Task brief: What is needed is an exact repeat of the lines from the line containing "Expected behaviour: place one point on the wooden cutting" through the final line of the entries below, and nothing else.

Items:
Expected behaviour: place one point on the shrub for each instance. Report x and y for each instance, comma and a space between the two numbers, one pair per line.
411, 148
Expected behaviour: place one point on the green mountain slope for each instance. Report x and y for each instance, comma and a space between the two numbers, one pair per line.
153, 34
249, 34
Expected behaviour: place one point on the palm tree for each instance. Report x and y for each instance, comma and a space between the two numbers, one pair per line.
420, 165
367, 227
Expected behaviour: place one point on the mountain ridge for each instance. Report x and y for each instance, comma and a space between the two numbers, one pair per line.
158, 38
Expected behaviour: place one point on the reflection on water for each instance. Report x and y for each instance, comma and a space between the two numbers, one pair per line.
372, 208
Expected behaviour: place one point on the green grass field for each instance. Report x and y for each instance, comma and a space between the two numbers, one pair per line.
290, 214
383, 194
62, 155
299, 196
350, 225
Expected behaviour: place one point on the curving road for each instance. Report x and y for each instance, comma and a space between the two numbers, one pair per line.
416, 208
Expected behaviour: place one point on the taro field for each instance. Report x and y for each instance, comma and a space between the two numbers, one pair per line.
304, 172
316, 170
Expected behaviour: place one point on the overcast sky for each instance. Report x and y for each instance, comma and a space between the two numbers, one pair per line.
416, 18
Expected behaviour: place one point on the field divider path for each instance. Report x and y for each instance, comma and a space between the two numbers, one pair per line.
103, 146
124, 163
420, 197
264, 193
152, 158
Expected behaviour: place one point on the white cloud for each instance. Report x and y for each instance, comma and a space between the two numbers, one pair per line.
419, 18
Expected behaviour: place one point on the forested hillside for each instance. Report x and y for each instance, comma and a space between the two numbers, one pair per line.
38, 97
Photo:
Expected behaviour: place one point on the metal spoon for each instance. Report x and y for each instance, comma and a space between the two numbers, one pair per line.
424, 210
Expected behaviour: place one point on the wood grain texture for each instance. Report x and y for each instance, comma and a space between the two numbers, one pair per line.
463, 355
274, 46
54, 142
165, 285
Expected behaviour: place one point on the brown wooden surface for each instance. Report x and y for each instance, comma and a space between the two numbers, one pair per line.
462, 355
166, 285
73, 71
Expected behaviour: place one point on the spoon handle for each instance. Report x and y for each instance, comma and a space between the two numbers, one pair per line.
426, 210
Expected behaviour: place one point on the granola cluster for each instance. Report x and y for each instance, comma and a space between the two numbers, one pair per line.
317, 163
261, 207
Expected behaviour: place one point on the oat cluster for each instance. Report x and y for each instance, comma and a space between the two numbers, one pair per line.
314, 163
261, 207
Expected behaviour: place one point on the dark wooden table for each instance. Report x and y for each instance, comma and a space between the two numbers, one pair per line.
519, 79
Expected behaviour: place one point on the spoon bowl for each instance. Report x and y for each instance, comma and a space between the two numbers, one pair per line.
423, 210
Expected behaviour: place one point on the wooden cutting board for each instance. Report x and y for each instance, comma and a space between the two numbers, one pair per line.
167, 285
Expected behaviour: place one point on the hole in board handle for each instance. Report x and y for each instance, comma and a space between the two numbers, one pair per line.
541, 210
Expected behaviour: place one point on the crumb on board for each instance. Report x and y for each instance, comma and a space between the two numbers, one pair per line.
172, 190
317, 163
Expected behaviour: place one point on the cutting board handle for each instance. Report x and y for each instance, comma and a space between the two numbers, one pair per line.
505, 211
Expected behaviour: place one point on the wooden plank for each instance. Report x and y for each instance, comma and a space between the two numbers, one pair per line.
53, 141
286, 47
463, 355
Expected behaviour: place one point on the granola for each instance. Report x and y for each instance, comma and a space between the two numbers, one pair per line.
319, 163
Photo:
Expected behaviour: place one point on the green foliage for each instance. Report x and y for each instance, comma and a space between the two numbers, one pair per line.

Result for this exercise:
Expected behaviour: place one point on the wooden cutting board for each instance. Report x and y for each instance, comma and a space between the two numbers, one pair per line.
167, 285
Expected behaviour: place one point on the hole in board handle for each instance. Report x and y for each instance, comma and a space between the two numbers, one pair per line.
541, 210
Expected behaviour: place one point on the crumb on board for each instance. Report x and y for each instance, comma and a space between the two numbers, one pair per line.
172, 190
317, 163
Expected behaviour: place one point on the cutting board handle for each instance. Report x and y for each instance, comma and a space between the two numbers, one pair per line.
505, 211
Expected behaviour: place one point on the wooden plank for each instance. Report x and y for each instance, comma and a space between the two numbers, one pair per line.
53, 141
286, 47
463, 355
Expected behaviour: place one point on the granola for each instance. Report x and y for each instance, comma and a space between the two numbers, one pair per line.
319, 163
Photo:
Expected behaviour: place one point on the green foliage for each instance. Report x and y for each instance, comma and a space between the two numbers, one pair per line.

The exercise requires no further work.